__GIVEN INSTRUCTION A__:
Return each line of the listing below that contains the word "green". Case counts, so match capital and small letters exactly.

Start of SELECTED PASSAGE

She rushes past me as we enter the indoor play center, tossing her coat and shoes into the designated slots by the entrance. I see her golden locks flying through the air as she leaps for a young girl by the slide.
"Hi I'm Sitora and I'm 4."
My daughter is not shy. Nor is she scared of meeting new people. Quite the contrary to be exact. One of her hobbies of choice is making friends.
She once told me, "Mom, strangers are just friends we haven't met yet."
(Believe me, we've gone over the many lessons of "stranger danger". She has a healthy fear of strangers but yet she also holds a special place in her heart for the possibility of them as friends.)
I've learned a lot from this little girl and her confidence. It's really quite fascinating.
When you were a child, do you remember entering a strange room full of kids and assuming your new best friend would become evident immediately? Did you find a kid on the play ground and just strike up a conversation about barbies (or teenage ninja turtles) like it was no big deal?

End of SELECTED PASSAGE

__GIVEN INSTRUCTION B__:
Reproduce word for word the part of the story above about a daughter who loves making friends, starting with "(Believe me, we've" and going on through "really quite fascinating.".

Start of DATA FOR THE TASK

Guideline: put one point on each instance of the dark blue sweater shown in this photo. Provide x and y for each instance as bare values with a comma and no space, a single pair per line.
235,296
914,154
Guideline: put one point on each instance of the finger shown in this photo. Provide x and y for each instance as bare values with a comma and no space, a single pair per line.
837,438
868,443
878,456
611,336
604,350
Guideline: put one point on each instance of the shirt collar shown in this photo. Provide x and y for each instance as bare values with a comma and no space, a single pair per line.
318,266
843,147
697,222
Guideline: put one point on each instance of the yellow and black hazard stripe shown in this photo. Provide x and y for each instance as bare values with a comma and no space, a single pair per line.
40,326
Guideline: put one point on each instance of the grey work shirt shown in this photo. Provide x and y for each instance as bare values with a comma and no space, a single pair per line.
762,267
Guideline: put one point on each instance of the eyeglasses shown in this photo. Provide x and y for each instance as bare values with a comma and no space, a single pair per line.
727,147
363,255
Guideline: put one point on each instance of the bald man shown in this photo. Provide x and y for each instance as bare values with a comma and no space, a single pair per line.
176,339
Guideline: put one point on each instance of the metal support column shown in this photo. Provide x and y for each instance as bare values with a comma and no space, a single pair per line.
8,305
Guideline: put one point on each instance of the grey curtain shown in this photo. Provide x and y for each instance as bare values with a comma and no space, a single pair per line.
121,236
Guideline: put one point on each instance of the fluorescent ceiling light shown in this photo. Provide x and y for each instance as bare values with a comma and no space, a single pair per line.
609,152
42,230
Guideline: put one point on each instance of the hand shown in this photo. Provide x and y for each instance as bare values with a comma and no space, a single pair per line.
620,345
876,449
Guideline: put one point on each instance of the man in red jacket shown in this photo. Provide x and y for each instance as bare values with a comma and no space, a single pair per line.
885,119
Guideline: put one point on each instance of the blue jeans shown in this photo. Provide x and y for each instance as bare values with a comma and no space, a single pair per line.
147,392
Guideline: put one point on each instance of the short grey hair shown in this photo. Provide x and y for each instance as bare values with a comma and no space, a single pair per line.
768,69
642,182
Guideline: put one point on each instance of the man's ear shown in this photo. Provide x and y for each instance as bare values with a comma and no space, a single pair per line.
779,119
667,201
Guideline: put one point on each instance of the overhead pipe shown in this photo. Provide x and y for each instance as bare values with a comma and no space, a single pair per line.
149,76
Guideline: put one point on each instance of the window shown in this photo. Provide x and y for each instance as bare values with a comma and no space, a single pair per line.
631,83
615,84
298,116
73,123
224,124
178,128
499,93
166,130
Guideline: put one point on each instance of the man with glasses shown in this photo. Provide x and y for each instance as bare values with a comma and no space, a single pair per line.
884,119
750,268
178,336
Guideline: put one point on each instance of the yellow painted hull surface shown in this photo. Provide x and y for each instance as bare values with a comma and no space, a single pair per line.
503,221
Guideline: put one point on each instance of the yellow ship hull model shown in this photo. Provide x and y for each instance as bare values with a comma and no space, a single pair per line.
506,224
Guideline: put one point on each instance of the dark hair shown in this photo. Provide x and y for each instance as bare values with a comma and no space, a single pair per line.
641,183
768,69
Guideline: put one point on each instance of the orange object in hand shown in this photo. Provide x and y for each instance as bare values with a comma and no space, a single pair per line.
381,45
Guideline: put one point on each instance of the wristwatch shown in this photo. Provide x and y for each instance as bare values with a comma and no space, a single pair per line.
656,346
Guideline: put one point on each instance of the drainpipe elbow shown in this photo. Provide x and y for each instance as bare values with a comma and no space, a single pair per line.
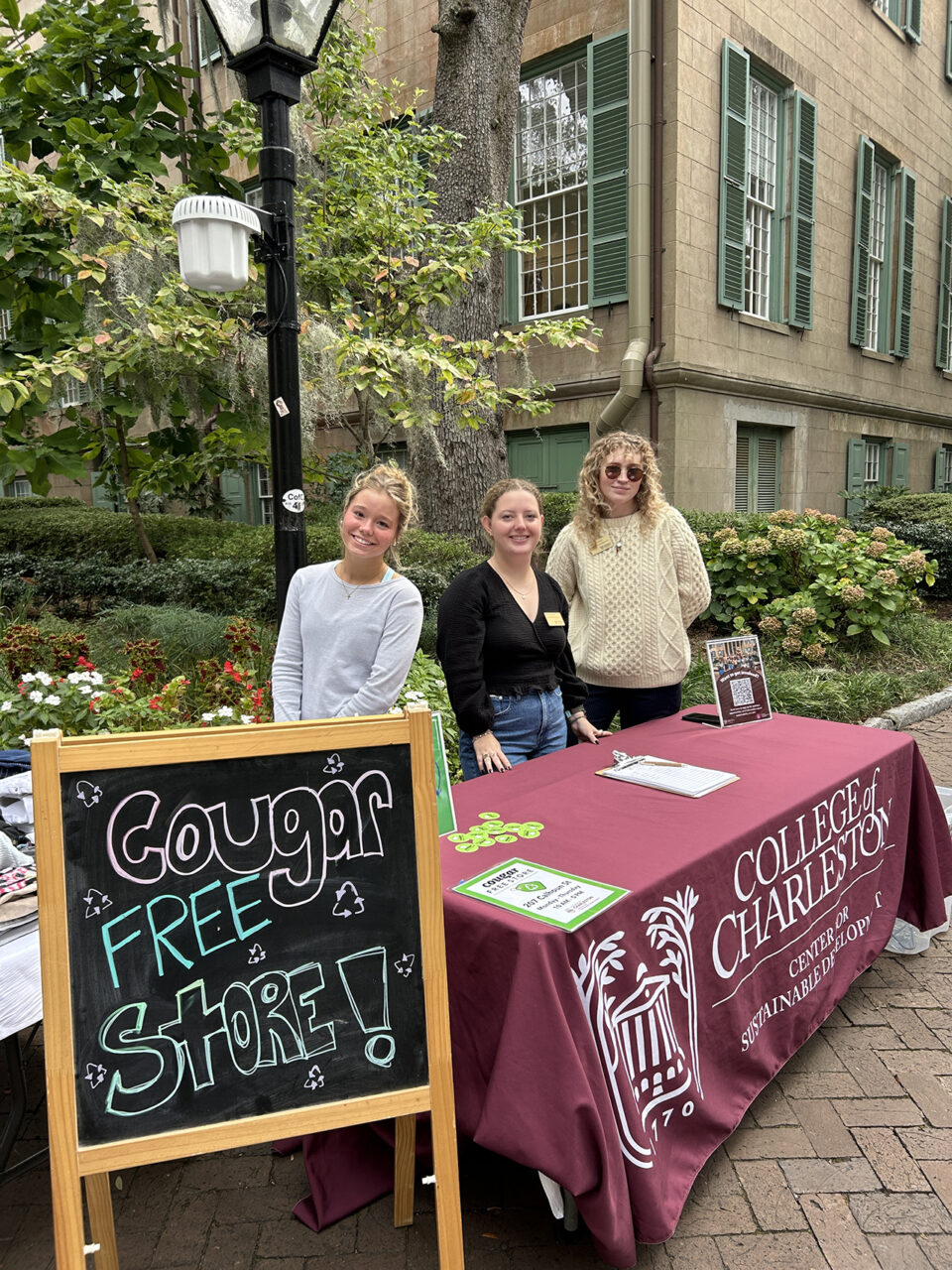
631,373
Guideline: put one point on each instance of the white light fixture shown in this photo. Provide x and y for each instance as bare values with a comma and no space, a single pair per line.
213,234
298,26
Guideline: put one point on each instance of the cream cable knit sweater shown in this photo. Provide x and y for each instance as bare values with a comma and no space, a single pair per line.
630,607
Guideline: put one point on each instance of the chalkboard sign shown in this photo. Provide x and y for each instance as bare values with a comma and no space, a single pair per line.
245,916
248,934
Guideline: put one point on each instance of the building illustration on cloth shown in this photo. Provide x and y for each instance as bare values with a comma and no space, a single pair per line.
652,1075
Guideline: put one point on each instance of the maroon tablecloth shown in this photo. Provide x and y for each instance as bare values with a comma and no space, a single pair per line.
617,1058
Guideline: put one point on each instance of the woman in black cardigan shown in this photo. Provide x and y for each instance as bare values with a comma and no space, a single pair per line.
502,638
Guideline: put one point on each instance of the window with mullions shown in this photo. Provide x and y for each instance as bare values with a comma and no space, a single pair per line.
551,189
208,46
874,461
266,495
570,182
769,190
905,14
881,313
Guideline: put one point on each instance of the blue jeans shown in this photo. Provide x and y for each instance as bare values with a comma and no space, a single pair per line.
636,705
525,726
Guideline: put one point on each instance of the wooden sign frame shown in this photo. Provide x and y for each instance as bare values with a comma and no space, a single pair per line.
71,1162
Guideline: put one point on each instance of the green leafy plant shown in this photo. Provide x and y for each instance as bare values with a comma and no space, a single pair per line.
810,580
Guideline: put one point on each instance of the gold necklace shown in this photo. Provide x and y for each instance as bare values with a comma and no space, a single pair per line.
620,539
353,587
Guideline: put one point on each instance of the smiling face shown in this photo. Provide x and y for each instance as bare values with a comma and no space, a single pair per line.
370,525
616,484
516,525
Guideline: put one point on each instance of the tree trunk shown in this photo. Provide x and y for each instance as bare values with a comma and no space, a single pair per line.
476,94
149,550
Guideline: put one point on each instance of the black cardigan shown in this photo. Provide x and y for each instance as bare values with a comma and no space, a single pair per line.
486,645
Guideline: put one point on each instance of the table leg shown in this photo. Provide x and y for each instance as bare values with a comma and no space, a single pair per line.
404,1164
102,1224
18,1109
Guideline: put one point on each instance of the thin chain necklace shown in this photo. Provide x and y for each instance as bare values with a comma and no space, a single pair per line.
353,587
619,536
524,594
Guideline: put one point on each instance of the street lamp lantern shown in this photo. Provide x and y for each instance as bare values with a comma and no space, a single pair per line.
273,44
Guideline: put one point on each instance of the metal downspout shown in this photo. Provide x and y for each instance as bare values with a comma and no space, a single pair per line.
656,241
631,371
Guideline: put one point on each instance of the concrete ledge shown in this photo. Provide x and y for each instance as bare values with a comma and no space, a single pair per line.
912,711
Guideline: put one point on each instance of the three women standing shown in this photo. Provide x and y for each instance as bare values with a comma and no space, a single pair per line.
502,640
350,626
635,579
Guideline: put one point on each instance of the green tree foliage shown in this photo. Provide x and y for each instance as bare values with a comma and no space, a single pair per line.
376,263
94,107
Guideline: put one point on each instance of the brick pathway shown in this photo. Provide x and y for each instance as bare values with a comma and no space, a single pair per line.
844,1162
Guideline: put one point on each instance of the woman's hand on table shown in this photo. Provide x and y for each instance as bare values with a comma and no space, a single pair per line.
584,730
489,753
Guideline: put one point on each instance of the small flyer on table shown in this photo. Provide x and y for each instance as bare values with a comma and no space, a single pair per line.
739,680
547,894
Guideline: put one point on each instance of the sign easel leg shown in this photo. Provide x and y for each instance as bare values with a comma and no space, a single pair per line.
404,1165
102,1224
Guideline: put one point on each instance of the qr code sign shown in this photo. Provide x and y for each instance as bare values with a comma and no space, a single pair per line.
742,693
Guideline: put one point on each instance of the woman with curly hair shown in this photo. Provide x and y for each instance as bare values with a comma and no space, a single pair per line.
633,572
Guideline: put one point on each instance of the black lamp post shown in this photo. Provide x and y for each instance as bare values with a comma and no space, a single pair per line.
275,44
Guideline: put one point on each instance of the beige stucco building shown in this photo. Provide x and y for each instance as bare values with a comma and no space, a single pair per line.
784,243
753,200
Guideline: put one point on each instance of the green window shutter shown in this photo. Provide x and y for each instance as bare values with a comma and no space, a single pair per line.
902,336
861,241
900,463
608,171
234,490
856,474
912,26
802,206
735,113
769,474
942,331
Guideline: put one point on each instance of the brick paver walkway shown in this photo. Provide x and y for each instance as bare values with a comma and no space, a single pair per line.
844,1162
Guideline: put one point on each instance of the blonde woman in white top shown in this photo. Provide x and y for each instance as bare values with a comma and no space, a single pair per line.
633,572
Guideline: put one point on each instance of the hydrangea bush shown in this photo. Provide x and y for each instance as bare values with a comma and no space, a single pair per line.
806,581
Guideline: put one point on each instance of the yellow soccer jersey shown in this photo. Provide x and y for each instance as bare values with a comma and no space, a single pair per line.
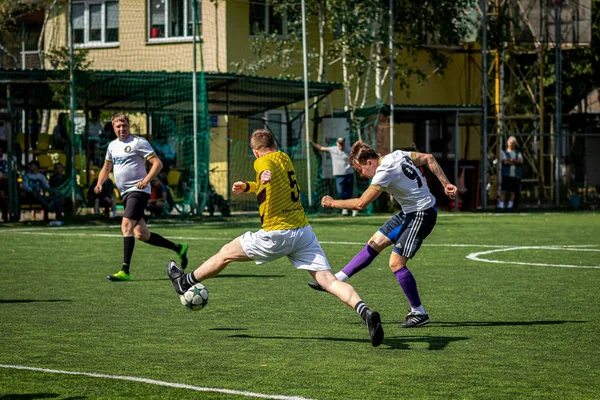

End of DATA FOR THE TASK

__WRITTEN SOLUTION A__:
Guideline: put one point on each instance of the green leafy plant shown in this photo. Provide x and y for each instance as bare values with a comma and no space, a single pair per line.
Guideline: put one point on each instance of the green tree foliage shown in this photo. Provide x and y for each instance as bare values with a comma and no space, a single pair per line.
Guideline: put one point on each instance of the green window shutter shown in this photo. Provide x and y for each instance as bare values with a comma and no space, a single pair per line.

__WRITTEN SOLUTION B__:
(Believe me, we've gone over the many lessons of "stranger danger". She has a healthy fear of strangers but yet she also holds a special place in her heart for the possibility of them as friends.)
I've learned a lot from this little girl and her confidence. It's really quite fascinating.